• [TASK DIRECTIONS]:
All of the records listed below should be retyped exactly.

▼▼▼

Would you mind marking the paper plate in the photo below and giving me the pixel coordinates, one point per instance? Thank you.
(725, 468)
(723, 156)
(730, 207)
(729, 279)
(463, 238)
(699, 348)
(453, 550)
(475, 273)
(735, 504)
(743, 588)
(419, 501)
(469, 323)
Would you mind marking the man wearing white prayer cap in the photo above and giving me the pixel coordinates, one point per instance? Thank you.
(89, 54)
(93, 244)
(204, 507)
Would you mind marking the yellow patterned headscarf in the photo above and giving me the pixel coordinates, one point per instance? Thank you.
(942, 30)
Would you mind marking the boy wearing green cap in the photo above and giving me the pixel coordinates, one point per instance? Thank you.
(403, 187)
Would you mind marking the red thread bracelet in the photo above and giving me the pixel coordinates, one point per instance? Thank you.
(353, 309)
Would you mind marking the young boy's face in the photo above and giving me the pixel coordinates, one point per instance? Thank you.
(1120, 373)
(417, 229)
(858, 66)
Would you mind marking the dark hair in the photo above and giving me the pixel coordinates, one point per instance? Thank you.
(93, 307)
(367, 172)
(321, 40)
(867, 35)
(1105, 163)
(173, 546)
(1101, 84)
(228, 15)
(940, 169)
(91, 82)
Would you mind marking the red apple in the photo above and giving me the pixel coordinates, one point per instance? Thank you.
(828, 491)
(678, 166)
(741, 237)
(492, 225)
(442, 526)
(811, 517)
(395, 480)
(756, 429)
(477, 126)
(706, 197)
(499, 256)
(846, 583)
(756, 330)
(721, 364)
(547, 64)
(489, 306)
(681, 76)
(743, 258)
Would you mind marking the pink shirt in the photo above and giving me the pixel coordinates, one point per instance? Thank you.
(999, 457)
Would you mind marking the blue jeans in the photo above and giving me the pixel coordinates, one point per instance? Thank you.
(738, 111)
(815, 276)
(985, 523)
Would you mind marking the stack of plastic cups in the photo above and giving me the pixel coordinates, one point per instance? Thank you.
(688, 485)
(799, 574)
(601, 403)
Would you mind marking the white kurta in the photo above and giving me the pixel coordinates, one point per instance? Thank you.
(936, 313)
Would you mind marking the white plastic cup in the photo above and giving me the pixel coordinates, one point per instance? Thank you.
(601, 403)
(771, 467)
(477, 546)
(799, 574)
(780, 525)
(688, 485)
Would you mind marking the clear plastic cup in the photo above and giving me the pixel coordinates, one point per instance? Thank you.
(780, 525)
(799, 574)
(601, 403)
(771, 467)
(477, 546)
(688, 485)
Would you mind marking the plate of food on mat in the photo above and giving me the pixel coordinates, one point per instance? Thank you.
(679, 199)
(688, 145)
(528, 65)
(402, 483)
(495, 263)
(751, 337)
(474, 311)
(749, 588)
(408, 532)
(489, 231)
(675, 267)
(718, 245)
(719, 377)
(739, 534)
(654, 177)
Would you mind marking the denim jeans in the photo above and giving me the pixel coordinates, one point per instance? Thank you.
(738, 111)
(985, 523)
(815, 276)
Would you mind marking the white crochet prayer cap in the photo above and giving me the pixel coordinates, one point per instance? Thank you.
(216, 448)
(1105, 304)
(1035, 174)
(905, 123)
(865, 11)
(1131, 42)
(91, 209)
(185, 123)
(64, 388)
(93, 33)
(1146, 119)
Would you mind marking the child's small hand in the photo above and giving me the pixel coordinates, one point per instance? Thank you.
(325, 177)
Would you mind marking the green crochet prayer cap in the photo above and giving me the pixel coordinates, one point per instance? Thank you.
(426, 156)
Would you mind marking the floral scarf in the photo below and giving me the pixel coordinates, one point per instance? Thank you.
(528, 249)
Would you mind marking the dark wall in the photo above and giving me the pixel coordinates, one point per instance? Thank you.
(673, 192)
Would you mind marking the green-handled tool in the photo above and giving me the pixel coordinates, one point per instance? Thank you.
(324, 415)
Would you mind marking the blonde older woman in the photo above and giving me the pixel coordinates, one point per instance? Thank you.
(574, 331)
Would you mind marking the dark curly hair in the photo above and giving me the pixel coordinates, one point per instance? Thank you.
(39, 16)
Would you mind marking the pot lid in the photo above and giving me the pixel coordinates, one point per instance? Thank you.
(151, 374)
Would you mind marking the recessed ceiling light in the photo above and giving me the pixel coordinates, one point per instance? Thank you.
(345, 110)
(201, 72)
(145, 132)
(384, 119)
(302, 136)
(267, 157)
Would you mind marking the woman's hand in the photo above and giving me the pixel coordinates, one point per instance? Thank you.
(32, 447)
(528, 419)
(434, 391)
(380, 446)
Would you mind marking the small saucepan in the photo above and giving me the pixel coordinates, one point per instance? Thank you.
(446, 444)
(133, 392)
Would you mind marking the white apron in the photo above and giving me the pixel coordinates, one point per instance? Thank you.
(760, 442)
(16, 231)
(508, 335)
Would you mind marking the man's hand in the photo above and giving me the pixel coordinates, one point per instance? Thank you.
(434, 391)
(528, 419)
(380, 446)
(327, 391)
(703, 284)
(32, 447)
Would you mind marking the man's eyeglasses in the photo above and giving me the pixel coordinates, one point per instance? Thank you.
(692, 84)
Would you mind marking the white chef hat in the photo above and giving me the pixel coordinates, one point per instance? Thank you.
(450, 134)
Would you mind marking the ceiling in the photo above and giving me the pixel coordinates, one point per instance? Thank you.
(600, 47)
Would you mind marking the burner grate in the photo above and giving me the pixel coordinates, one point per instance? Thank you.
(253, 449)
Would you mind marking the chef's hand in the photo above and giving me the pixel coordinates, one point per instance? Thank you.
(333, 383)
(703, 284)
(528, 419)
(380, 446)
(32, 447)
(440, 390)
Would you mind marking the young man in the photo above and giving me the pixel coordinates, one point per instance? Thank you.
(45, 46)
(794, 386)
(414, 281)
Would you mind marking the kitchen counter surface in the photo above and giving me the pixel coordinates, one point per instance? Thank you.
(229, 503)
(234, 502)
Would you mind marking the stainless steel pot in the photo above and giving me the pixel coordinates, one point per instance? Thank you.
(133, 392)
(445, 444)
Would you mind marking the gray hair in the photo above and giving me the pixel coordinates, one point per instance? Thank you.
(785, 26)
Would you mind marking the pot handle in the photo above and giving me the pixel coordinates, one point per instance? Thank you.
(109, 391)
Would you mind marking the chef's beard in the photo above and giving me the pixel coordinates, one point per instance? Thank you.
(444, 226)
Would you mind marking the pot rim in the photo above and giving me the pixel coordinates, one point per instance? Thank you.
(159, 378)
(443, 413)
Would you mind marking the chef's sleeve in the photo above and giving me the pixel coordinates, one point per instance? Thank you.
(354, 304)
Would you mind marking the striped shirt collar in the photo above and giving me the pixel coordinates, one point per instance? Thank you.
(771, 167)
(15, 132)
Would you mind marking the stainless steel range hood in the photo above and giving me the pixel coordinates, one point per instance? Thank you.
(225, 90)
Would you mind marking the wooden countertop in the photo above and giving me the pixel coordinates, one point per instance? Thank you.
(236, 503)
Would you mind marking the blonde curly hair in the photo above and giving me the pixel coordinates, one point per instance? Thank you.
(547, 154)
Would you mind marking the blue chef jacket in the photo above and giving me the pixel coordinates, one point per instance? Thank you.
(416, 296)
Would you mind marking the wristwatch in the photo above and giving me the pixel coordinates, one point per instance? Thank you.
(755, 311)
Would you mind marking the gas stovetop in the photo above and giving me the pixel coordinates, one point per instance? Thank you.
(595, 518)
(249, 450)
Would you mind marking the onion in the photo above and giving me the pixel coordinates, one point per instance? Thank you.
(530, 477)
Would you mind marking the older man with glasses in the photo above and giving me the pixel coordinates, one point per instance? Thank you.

▲▲▲

• [PROBLEM SOLUTION]:
Would you mind marking the paper plate in the photo below and giving me the pixel coordinates, one point per instance? Thank you.
(725, 468)
(723, 156)
(730, 207)
(729, 279)
(463, 238)
(699, 348)
(453, 550)
(475, 273)
(735, 504)
(743, 588)
(419, 501)
(469, 323)
Would you mind marking the man wearing white prayer cap in the photo above and giving me the pixel coordinates, one point per instance? Thank you.
(89, 54)
(93, 244)
(204, 507)
Would you mind marking the yellow patterned headscarf in the photo above and giving me the pixel coordinates, one point per instance? Thank you.
(942, 30)
Would you mind marking the boy wearing green cap in the photo above and giving me the pixel coordinates, one point per instance? Thank you.
(403, 187)
Would you mind marking the red thread bracelet in the photo above and giving me the pixel coordinates, one point per instance? Thank you.
(353, 309)
Would you mind marking the young boy's face in the photo above and giving me the pixel coordinates, one point per instance? Thank you.
(1120, 373)
(417, 229)
(858, 66)
Would you mind marking the dark hair in the photo above and giving me the pixel coordinates, one point per instance? Thank you.
(93, 307)
(367, 172)
(321, 40)
(867, 35)
(1105, 163)
(173, 546)
(1101, 84)
(228, 15)
(940, 169)
(91, 82)
Would you mind marking the red apple in the photo above and giving me the pixel coordinates, one point per instance? Thank you.
(828, 491)
(678, 166)
(741, 237)
(492, 225)
(442, 526)
(811, 517)
(395, 480)
(756, 429)
(477, 126)
(706, 197)
(499, 256)
(846, 583)
(756, 330)
(721, 364)
(547, 64)
(489, 306)
(681, 76)
(743, 258)
Would you mind marking the pink shirt in the photo above and giving me the pixel coordinates, one point per instance? Thank you.
(999, 457)
Would you mind marking the blue jeans in the photo above and giving me the pixel coordinates, one point per instance? Thank you.
(738, 111)
(815, 276)
(985, 523)
Would you mind marking the stack of plastic cups in the photo above and giving me the pixel coordinates, one point per instance? Thank you.
(688, 485)
(799, 574)
(601, 403)
Would you mind marking the white kurta in the photo above and giving me the pixel coordinates, one point per instance? Thank you.
(936, 313)
Would you mind marking the white plastic cup in the photo above and giving me the pixel coordinates, one point per instance? Thank you.
(601, 403)
(771, 467)
(477, 546)
(799, 574)
(780, 525)
(688, 485)
Would you mind marking the clear plastic cup in the photo above and giving me the pixel coordinates, one point per instance? Thank you.
(780, 525)
(799, 574)
(601, 403)
(771, 467)
(477, 546)
(688, 485)
Would you mind marking the plate of food on mat in the photo above and giving me the pixel coordinates, one point per instance? Thank you.
(679, 199)
(688, 145)
(528, 65)
(402, 483)
(495, 263)
(751, 337)
(474, 311)
(749, 588)
(408, 532)
(489, 231)
(675, 267)
(718, 245)
(719, 377)
(739, 534)
(654, 177)
Would you mind marking the denim jeans in the photo above and giving me the pixel coordinates, one point per instance? Thank you.
(738, 111)
(985, 523)
(815, 276)
Would you mind marking the white crochet prayer cap in the photo above and giving me the pixel coordinates, one point per instance? Thank you.
(216, 448)
(1105, 304)
(1035, 174)
(905, 123)
(865, 11)
(1131, 42)
(91, 209)
(185, 123)
(64, 388)
(93, 33)
(1146, 119)
Would you mind marking the child's small hand in the photo above and giving me the pixel coordinates, one point per instance? Thank you.
(325, 177)
Would you mind marking the green crochet prayer cap in the photo above and giving me the pixel coordinates, one point per instance? Thank you.
(426, 156)
Would you mind marking the floral scarf in the photo below and giving me the pixel coordinates, one point per instance? Thank you.
(528, 249)
Would you mind marking the dark wall in the photo above and giving me the pixel coordinates, one point per instance? Thank you.
(673, 192)
Would you mind marking the green-handled tool in the photo above and giving me the pixel coordinates, one point per instance? Thank you.
(324, 415)
Would you mind marking the blonde older woman in the photo above and giving me the pixel coordinates, one point per instance? Thank you.
(574, 331)
Would you mind marking the dark curly hair in the photo above and giving me the pixel coordinates, one point per instance? Thank you.
(39, 16)
Would you mind marking the pot lid in the photo above and giving me the pixel coordinates, one point per instance? Thank you.
(151, 374)
Would you mind marking the recessed ceiling light in the photo above and giving me the pixel coordinates, one point per instance? Thank you.
(345, 110)
(201, 72)
(145, 132)
(384, 119)
(302, 136)
(267, 157)
Would you mind marking the woman's hand in the photo above and giving me the pixel coordinates, one point per instance? Thank you.
(32, 447)
(528, 419)
(434, 391)
(380, 446)
Would you mind marking the small saucepan in the photo above and giving me the pixel coordinates, one point per instance? Thank you.
(446, 444)
(133, 392)
Would you mind marking the white apron in the photo above and giving me the pixel coordinates, one point per instance? Thank you.
(760, 442)
(16, 231)
(508, 335)
Would you mind marking the man's hand in the photo above and giving me the pixel coordinates, one point per instance? Thank you.
(434, 391)
(528, 419)
(380, 446)
(327, 391)
(703, 284)
(32, 447)
Would you mind marking the man's eyeglasses in the photo above and giving me the pixel coordinates, one point per instance? Thank you.
(692, 84)
Would you mind marking the white chef hat in the photo above and giving me the pixel coordinates, one point per instance? Thank you.
(450, 134)
Would you mind marking the ceiling in the photo above and giving me the pixel coordinates, one point per instance? Thank you.
(600, 47)
Would you mind marking the burner grate in the photo above and giving me the pixel coordinates, one point per instance? Thank you.
(253, 449)
Would you mind marking the chef's hand in the photo above and giving me the pixel coordinates, one point per instance? Thank you.
(333, 383)
(703, 284)
(528, 419)
(380, 446)
(32, 447)
(440, 390)
Would you mind marking the young man in the photo above and giving me the pixel coordinates, one point per instance? Thank you.
(45, 46)
(794, 386)
(414, 281)
Would you mind marking the kitchen counter surface in the photo above and giving me the pixel coordinates, one point per instance? Thank you.
(229, 503)
(234, 502)
Would you mind marking the stainless steel pot in the photo above and giving me the pixel coordinates, one point per instance? Thank you.
(133, 392)
(445, 444)
Would you mind marking the gray hair in the photo above and giving me the pixel coordinates, one point per instance? Thank you.
(785, 26)
Would you mind marking the pot handle in the photo above and giving me the pixel coordinates, one point per instance? Thank you.
(109, 391)
Would you mind marking the chef's beard in the photo above and giving me the pixel coordinates, one point per instance? Thank you.
(444, 226)
Would you mind marking the pot rim in the photo above and giving me the pixel coordinates, one point per instance? Thank you.
(159, 378)
(443, 413)
Would you mind marking the chef's sleeve in the photo above and giving me the pixel coordinates, one point per instance? Thank you.
(354, 304)
Would you mind marking the striped shirt collar in the photo above and giving me the pixel coordinates, one point per instance? Thank you.
(771, 167)
(15, 132)
Would you mind marking the stainless steel range hood in the photo above and giving me the pixel coordinates, one point per instance? Thank you.
(225, 90)
Would you mind marking the wooden countertop in the photo above and giving me the pixel coordinates, one point per instance? Thank you.
(236, 503)
Would you mind marking the blonde curly hair in the photo above and giving me the pixel coordinates, one point per instance? Thank you.
(547, 154)
Would you mind marking the blue chef jacket in the photo above and giving me the pixel coordinates, one point per instance? Thank you.
(416, 296)
Would you mind marking the wristwatch in the photo above and giving me the pixel coordinates, one point per instance? Thank you.
(755, 311)
Would you mind marking the gas stovetop in the photo above and giving me the pixel coordinates, one point per instance? Thank you.
(595, 518)
(249, 450)
Would you mind marking the onion in the photo above and giving me the pixel coordinates, one point per instance? Thank you.
(530, 477)
Would you mind marking the older man with glasses in the photo above and giving me the pixel coordinates, one point per instance? Thank you.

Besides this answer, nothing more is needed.